### TRECHO DE ORIGEM
════════

Parece que não tinha nenhum sangue europeu; era
apenas um índio, com seu nome cristão de Bernardo José dos Santos. Era alto, de
espáduas largas, a cara grande. Vejo numa gravura da época sua basta cabeleira
negra, e um bigode ralo que lhe pelo canto da boca, no feitio mongol. A cara é
enérgica e suave, e as sobrancelhas finas se unem no centro, sob uma ruga
vertical na testa; suas extremidades descem, numa curva em que se lê obstinação.
O caboclo Bernardo está com 28 de idade no dia 7 de setembro de 1887. É nascido
ali mesmo onde vive, no povoado de Regência Augusta, antiga Barra do Rio Doce –
e como seu pai, o velho Manduca, conhece o rio, o mar, e a mata. Foi naquele 07
de setembro, à uma e quarenta da madrugada, sob um raivoso sudoeste e grande
escuridão, que o cruzador Imperial Marinheiro, um dos mais
novos barcos da Marinha de Guerra Brasileira (deslocamento, 726 toneladas; boca,
8 m 24; calado 3m 40; máquina 150 cavalos; marcha horária 11 milhas; armamento,
7 canhões de 32 e 4 metralhadoras, com 142 homens a bordo), chocou-se contra o
pontal sul da Barra do Rio Doce, a 120 metros da costa. Foi arriado um escaler
com 12 homens; o mar arrebentou o escaler, mas 12 homens chegaram às 2 da
madrugada à cabana do patrão-mor da barra para pedir socorro. No escuro, e sem
nenhuma embarcação diante do mar furioso, os homens ficaram na praia enquanto o
mar esfrangalhava o cruzador. Quando veio a luz do dia os náufragos estavam
reunidos nas partes mais altas, ainda não submersas, do barco, e os tubarões
rondavam entre as ondas encapeladas.

════════

### ENUNCIADO 1
Reproduza palavra por palavra as linhas de dados abaixo, da que contém "Please tag the snowy" até a última, ambas incluídas.

### DADOS DO EXERCÍCIO
════════

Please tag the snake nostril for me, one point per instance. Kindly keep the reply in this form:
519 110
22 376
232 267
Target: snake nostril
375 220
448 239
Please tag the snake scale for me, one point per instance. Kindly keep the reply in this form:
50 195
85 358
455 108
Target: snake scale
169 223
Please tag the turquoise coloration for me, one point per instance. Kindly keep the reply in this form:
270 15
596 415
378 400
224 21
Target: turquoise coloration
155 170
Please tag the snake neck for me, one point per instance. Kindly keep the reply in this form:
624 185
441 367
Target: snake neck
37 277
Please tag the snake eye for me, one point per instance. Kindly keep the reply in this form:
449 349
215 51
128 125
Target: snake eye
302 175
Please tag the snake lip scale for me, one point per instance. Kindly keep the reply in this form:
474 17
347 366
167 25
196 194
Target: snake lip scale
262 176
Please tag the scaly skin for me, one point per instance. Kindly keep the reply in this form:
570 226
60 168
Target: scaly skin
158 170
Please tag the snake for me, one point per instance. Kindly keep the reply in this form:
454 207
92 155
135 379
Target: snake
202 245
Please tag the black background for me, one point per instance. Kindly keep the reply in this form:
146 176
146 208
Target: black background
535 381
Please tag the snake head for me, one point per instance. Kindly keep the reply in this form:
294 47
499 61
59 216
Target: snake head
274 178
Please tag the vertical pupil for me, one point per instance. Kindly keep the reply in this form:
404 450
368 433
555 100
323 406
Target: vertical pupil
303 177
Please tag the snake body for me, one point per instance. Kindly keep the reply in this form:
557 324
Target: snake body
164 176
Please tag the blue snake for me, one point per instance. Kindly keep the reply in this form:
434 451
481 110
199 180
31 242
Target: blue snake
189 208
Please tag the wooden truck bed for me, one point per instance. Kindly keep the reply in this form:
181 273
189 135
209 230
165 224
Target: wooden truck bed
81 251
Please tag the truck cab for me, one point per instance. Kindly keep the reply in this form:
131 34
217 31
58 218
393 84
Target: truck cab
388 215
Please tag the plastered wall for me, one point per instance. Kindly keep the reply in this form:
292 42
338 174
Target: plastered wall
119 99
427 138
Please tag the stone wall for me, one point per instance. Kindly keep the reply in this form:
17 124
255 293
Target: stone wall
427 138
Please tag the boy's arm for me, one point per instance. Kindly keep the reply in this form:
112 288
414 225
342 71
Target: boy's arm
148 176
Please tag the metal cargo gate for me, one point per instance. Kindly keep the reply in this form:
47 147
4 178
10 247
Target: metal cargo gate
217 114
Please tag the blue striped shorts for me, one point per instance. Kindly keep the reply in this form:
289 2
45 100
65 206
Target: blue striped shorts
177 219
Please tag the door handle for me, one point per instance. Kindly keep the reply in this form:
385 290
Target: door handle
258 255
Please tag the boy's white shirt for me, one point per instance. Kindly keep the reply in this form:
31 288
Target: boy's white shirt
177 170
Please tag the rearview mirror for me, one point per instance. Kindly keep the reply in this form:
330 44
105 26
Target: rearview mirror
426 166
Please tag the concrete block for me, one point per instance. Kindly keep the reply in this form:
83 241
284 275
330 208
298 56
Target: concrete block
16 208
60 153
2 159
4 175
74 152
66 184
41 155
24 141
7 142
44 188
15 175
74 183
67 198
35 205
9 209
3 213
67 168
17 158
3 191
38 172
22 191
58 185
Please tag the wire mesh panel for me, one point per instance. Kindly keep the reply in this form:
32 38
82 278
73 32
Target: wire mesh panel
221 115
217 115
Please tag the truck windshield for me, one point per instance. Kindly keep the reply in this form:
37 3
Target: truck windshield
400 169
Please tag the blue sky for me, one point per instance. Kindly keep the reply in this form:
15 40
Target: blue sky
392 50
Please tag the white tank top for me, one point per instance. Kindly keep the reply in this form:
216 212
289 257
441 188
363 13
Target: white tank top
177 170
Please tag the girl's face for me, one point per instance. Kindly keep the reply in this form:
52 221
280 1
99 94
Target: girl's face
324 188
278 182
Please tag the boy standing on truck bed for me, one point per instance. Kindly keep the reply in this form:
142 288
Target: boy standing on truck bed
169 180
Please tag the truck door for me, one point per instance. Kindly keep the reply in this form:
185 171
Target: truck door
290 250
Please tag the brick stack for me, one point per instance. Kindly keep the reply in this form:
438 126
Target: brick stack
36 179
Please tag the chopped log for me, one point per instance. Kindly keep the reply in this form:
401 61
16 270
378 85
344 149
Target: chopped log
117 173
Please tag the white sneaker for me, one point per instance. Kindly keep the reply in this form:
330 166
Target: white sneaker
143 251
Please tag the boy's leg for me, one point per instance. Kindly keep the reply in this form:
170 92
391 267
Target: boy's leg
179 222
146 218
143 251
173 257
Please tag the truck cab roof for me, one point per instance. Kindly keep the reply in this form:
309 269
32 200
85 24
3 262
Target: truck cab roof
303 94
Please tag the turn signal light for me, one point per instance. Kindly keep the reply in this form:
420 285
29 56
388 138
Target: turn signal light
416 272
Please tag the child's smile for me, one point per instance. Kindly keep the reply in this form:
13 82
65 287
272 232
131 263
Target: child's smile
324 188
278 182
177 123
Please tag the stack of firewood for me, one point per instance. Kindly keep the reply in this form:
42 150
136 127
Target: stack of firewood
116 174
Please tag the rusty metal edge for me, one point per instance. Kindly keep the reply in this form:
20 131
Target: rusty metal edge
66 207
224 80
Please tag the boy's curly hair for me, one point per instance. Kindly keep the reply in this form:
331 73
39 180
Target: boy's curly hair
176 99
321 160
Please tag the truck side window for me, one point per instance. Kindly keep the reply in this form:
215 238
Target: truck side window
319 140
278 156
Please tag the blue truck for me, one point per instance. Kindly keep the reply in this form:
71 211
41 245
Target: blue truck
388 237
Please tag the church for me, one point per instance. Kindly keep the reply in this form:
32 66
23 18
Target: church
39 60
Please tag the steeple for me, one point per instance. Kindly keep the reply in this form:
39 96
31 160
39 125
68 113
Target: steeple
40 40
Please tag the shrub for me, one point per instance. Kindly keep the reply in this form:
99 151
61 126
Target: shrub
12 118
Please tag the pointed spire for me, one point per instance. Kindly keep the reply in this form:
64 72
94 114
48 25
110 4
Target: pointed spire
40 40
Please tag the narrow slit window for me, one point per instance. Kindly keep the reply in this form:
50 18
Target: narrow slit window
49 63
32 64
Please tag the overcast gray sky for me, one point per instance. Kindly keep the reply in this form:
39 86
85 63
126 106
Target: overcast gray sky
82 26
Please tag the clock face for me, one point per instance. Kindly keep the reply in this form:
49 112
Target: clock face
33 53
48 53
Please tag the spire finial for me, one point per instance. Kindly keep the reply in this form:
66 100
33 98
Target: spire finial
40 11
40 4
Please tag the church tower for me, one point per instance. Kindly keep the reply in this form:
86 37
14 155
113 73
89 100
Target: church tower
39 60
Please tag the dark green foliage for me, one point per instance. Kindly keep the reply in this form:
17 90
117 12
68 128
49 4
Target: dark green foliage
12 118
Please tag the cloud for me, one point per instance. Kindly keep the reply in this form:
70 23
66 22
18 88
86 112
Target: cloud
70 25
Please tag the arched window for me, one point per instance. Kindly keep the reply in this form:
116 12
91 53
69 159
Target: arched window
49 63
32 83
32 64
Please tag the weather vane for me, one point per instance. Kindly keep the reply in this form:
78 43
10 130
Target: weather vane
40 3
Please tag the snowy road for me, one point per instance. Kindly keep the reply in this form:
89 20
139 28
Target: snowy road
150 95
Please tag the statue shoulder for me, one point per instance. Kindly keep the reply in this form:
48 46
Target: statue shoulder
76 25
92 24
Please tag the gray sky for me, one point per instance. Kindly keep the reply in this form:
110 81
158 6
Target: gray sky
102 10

════════

### ENUNCIADO 2
Cite na íntegra, sem qualquer alteração, o trecho sobre o caboclo Bernardo e o naufrágio do Imperial Marinheiro.

### RESULTADO CORRETO 1
Please tag the snowy road for me, one point per instance. Kindly keep the reply in this form:
89 20
139 28
Target: snowy road
150 95
Please tag the statue shoulder for me, one point per instance. Kindly keep the reply in this form:
48 46
Target: statue shoulder
76 25
92 24
Please tag the gray sky for me, one point per instance. Kindly keep the reply in this form:
110 81
158 6
Target: gray sky
102 10

### RESULTADO CORRETO 2
Parece que não tinha nenhum sangue europeu; era
apenas um índio, com seu nome cristão de Bernardo José dos Santos. Era alto, de
espáduas largas, a cara grande. Vejo numa gravura da época sua basta cabeleira
negra, e um bigode ralo que lhe pelo canto da boca, no feitio mongol. A cara é
enérgica e suave, e as sobrancelhas finas se unem no centro, sob uma ruga
vertical na testa; suas extremidades descem, numa curva em que se lê obstinação.
O caboclo Bernardo está com 28 de idade no dia 7 de setembro de 1887. É nascido
ali mesmo onde vive, no povoado de Regência Augusta, antiga Barra do Rio Doce –
e como seu pai, o velho Manduca, conhece o rio, o mar, e a mata. Foi naquele 07
de setembro, à uma e quarenta da madrugada, sob um raivoso sudoeste e grande
escuridão, que o cruzador Imperial Marinheiro, um dos mais
novos barcos da Marinha de Guerra Brasileira (deslocamento, 726 toneladas; boca,
8 m 24; calado 3m 40; máquina 150 cavalos; marcha horária 11 milhas; armamento,
7 canhões de 32 e 4 metralhadoras, com 142 homens a bordo), chocou-se contra o
pontal sul da Barra do Rio Doce, a 120 metros da costa. Foi arriado um escaler
com 12 homens; o mar arrebentou o escaler, mas 12 homens chegaram às 2 da
madrugada à cabana do patrão-mor da barra para pedir socorro. No escuro, e sem
nenhuma embarcação diante do mar furioso, os homens ficaram na praia enquanto o
mar esfrangalhava o cruzador. Quando veio a luz do dia os náufragos estavam
reunidos nas partes mais altas, ainda não submersas, do barco, e os tubarões
rondavam entre as ondas encapeladas.